**EXERCISE DATA**

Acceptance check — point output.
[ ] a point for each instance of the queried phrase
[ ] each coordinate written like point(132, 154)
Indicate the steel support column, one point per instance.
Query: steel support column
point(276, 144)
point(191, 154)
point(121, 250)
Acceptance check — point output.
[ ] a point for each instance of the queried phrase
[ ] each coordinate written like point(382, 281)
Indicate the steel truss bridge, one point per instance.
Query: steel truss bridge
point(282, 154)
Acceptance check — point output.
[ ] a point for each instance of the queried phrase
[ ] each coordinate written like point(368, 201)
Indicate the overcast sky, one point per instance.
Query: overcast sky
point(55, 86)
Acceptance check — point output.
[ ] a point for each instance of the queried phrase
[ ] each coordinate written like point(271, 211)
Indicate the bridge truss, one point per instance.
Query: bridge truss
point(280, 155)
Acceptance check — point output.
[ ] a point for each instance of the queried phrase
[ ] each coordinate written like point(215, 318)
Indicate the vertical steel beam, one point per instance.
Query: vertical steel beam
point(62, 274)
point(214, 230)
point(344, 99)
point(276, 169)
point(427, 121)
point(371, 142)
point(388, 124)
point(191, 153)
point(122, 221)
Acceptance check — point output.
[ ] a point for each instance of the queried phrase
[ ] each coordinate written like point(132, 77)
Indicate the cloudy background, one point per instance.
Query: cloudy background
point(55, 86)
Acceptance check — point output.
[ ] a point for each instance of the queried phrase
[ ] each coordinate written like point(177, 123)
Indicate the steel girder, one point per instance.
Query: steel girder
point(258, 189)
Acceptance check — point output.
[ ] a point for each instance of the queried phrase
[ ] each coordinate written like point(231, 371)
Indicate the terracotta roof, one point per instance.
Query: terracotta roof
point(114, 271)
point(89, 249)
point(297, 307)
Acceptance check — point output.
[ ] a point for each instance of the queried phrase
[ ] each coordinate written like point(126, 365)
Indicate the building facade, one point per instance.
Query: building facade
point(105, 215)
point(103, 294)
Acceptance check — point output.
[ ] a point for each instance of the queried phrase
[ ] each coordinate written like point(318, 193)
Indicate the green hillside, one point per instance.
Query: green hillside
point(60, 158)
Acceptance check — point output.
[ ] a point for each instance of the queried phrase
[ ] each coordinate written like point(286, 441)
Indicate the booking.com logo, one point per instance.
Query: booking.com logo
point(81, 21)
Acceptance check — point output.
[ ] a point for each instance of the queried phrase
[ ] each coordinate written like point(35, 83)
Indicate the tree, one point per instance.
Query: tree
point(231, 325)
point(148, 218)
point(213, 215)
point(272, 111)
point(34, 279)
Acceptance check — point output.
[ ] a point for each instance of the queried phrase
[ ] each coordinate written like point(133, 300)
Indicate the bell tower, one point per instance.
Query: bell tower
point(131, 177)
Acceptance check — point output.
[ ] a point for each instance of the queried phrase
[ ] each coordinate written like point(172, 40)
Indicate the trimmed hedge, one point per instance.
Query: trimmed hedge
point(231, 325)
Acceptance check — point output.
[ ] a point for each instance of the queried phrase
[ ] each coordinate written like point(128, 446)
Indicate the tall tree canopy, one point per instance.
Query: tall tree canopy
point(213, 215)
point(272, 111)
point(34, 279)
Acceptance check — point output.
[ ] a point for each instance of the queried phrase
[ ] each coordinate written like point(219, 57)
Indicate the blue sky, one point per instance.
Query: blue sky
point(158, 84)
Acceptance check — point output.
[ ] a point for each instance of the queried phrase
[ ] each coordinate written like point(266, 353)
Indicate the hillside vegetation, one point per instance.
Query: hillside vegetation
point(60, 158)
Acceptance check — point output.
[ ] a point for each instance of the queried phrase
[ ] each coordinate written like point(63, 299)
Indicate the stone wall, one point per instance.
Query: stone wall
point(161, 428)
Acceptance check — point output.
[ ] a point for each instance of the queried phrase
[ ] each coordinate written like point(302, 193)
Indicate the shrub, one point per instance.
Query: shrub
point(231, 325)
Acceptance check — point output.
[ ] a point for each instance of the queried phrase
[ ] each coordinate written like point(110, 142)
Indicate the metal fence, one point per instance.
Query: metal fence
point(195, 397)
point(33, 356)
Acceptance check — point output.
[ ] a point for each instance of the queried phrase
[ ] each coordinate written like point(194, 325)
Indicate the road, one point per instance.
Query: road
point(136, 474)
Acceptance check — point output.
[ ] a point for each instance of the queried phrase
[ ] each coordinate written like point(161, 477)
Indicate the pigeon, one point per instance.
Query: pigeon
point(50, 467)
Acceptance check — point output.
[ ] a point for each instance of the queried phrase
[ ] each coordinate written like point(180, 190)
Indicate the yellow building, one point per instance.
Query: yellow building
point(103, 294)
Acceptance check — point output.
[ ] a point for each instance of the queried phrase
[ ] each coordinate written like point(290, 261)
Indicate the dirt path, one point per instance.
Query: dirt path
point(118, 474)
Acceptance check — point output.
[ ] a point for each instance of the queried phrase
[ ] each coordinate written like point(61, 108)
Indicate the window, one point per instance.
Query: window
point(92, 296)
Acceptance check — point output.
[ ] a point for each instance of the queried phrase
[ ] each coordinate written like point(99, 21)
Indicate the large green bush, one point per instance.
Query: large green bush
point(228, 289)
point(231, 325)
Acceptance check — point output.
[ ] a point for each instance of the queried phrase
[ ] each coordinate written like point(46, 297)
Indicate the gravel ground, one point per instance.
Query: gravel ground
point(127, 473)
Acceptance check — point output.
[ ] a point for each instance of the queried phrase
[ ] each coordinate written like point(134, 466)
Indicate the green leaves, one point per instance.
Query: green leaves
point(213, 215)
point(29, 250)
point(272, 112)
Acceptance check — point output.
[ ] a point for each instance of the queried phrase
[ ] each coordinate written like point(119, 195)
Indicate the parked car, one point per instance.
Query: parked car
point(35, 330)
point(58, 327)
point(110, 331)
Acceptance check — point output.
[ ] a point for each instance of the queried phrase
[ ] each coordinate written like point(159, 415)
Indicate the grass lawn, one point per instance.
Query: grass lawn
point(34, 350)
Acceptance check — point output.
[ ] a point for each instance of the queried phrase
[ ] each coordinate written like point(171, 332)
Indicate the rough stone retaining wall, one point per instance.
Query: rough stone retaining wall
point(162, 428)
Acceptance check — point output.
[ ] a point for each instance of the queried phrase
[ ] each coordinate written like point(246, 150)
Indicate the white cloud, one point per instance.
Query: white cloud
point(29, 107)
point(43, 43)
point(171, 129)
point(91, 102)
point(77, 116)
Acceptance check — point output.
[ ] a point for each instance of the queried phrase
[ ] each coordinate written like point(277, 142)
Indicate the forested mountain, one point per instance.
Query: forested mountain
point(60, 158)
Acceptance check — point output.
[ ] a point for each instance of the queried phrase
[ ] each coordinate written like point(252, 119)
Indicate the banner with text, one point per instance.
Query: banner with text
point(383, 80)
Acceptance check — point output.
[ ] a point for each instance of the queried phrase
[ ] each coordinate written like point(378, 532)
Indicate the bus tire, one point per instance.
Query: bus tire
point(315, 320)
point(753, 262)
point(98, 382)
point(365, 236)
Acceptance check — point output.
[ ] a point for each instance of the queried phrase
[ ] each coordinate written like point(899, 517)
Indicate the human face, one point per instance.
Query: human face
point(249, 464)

**AIM OF THE TASK**
Please set down the whole listing above without altering a single line.

**TASK OUTPUT**
Acceptance check — point output.
[ ] a point for each instance of the queried phrase
[ ] each coordinate written like point(132, 154)
Indicate the steel support column, one point per instance.
Query: steel support column
point(276, 144)
point(191, 154)
point(121, 250)
Acceptance check — point output.
[ ] a point for each instance of the queried phrase
[ ] each coordinate written like point(382, 281)
Indicate the steel truss bridge, one point per instance.
Query: steel truss bridge
point(282, 154)
Acceptance check — point output.
[ ] a point for each instance of the queried phrase
[ ] each coordinate written like point(368, 201)
Indicate the overcast sky, one point per instance.
Query: overcast sky
point(55, 86)
Acceptance check — point output.
[ ] a point for each instance of the queried phrase
[ ] each coordinate written like point(271, 211)
Indicate the bridge truss, one point per instance.
Query: bridge truss
point(280, 155)
Acceptance check — point output.
[ ] a point for each instance of the queried phrase
[ ] each coordinate written like point(215, 318)
Indicate the vertical steel beam, one point per instance.
Query: vertical steel beam
point(62, 274)
point(214, 230)
point(344, 99)
point(276, 169)
point(427, 121)
point(371, 142)
point(388, 124)
point(191, 153)
point(122, 221)
Acceptance check — point output.
[ ] a point for each instance of the queried phrase
[ ] each coordinate written like point(132, 77)
Indicate the cloudy background, one point per instance.
Query: cloudy background
point(55, 86)
Acceptance check — point output.
[ ] a point for each instance of the queried phrase
[ ] each coordinate written like point(177, 123)
Indicate the steel girder, one point per instance.
Query: steel girder
point(258, 189)
Acceptance check — point output.
[ ] a point for each instance of the queried phrase
[ ] each coordinate written like point(231, 371)
Indicate the terracotta roof, one point per instance.
Query: terracotta roof
point(114, 271)
point(89, 249)
point(297, 307)
Acceptance check — point output.
[ ] a point for each instance of the queried phrase
[ ] each coordinate written like point(126, 365)
Indicate the building facade, one point per instance.
Query: building facade
point(105, 215)
point(103, 294)
Acceptance check — point output.
[ ] a point for each instance of the queried phrase
[ ] each coordinate written like point(318, 193)
Indicate the green hillside, one point per instance.
Query: green hillside
point(60, 158)
Acceptance check — point output.
[ ] a point for each instance of the queried phrase
[ ] each coordinate written like point(286, 441)
Indicate the booking.com logo, one point per instance.
Query: booking.com logo
point(81, 21)
Acceptance check — point output.
[ ] a point for each instance of the queried phrase
[ ] each coordinate written like point(35, 83)
Indicate the tree, one point per instance.
Query: tree
point(231, 325)
point(148, 218)
point(213, 215)
point(272, 111)
point(34, 279)
Acceptance check — point output.
[ ] a point for each instance of the queried phrase
[ ] each coordinate written like point(133, 300)
Indicate the bell tower, one point per instance.
Query: bell tower
point(131, 177)
Acceptance check — point output.
[ ] a point for each instance of the queried phrase
[ ] each coordinate written like point(172, 40)
Indicate the trimmed hedge, one point per instance.
Query: trimmed hedge
point(231, 325)
Acceptance check — point output.
[ ] a point for each instance of the queried phrase
[ ] each coordinate written like point(128, 446)
Indicate the tall tree canopy, one point per instance.
Query: tall tree canopy
point(213, 215)
point(272, 111)
point(34, 279)
Acceptance check — point output.
[ ] a point for each instance of the queried phrase
[ ] each coordinate written like point(219, 57)
Indicate the blue sky, one point per instance.
Query: blue sky
point(158, 84)
Acceptance check — point output.
[ ] a point for each instance of the queried phrase
[ ] each coordinate written like point(266, 353)
Indicate the hillside vegetation, one point per instance.
Query: hillside vegetation
point(60, 158)
Acceptance check — point output.
[ ] a point for each instance of the queried phrase
[ ] each coordinate written like point(63, 299)
Indicate the stone wall, one point per instance.
Query: stone wall
point(161, 428)
Acceptance check — point output.
[ ] a point for each instance of the queried phrase
[ ] each coordinate written like point(302, 193)
Indicate the shrub, one point per instance.
Query: shrub
point(231, 325)
Acceptance check — point output.
[ ] a point for each instance of the queried phrase
[ ] each coordinate written like point(110, 142)
Indicate the metal fence, one point per instance.
Query: metal fence
point(195, 397)
point(33, 356)
Acceptance check — point output.
[ ] a point for each instance of the queried phrase
[ ] each coordinate written like point(194, 325)
Indicate the road, one point per instance.
Query: road
point(136, 474)
Acceptance check — point output.
[ ] a point for each instance of the queried phrase
[ ] each coordinate written like point(161, 477)
Indicate the pigeon, one point per instance.
Query: pigeon
point(50, 467)
Acceptance check — point output.
[ ] a point for each instance of the queried phrase
[ ] each coordinate written like point(180, 190)
Indicate the yellow building, one point per instance.
Query: yellow building
point(103, 294)
Acceptance check — point output.
[ ] a point for each instance of the queried phrase
[ ] each coordinate written like point(290, 261)
Indicate the dirt path, one point per instance.
Query: dirt path
point(118, 474)
Acceptance check — point output.
[ ] a point for each instance of the queried phrase
[ ] each coordinate written like point(61, 108)
Indicate the window, one point per instance.
Query: window
point(92, 296)
Acceptance check — point output.
[ ] a point for each instance of the queried phrase
[ ] each coordinate written like point(99, 21)
Indicate the large green bush, one point per instance.
Query: large green bush
point(228, 289)
point(231, 325)
Acceptance check — point output.
[ ] a point for each instance of the queried phrase
[ ] each coordinate written like point(46, 297)
Indicate the gravel ground, one point per instance.
Query: gravel ground
point(127, 473)
Acceptance check — point output.
[ ] a point for each instance of the queried phrase
[ ] each coordinate written like point(134, 466)
Indicate the green leaves, one point per instance.
Query: green leaves
point(213, 215)
point(29, 250)
point(272, 112)
Acceptance check — point output.
[ ] a point for each instance of the queried phrase
[ ] each coordinate written like point(119, 195)
Indicate the parked car, one point per instance.
Query: parked car
point(35, 330)
point(58, 327)
point(110, 331)
Acceptance check — point output.
[ ] a point for each instance of the queried phrase
[ ] each coordinate written like point(159, 415)
Indicate the grass lawn, one point per instance.
Query: grass lawn
point(34, 350)
Acceptance check — point output.
[ ] a point for each instance of the queried phrase
[ ] each coordinate written like point(171, 332)
Indicate the rough stone retaining wall, one point per instance.
Query: rough stone retaining wall
point(162, 428)
Acceptance check — point output.
[ ] a point for each instance of the queried phrase
[ ] each coordinate written like point(246, 150)
Indicate the white cloud, one point per instance.
Query: white cloud
point(29, 107)
point(43, 43)
point(171, 129)
point(91, 102)
point(77, 116)
Acceptance check — point output.
[ ] a point for each instance of the queried phrase
[ ] each coordinate written like point(277, 142)
Indicate the forested mountain, one point per instance.
Query: forested mountain
point(60, 158)
Acceptance check — point output.
[ ] a point for each instance of the queried phrase
[ ] each coordinate written like point(252, 119)
Indicate the banner with text, one point per instance.
Query: banner with text
point(383, 80)
Acceptance check — point output.
[ ] a point for each instance of the queried phrase
[ ] each coordinate written like point(378, 532)
Indicate the bus tire, one point per instance.
Query: bus tire
point(315, 320)
point(753, 262)
point(98, 382)
point(365, 236)
Acceptance check — point output.
[ ] a point for each instance of the queried phrase
[ ] each coordinate written like point(899, 517)
Indicate the human face, one point per instance.
Query: human face
point(249, 464)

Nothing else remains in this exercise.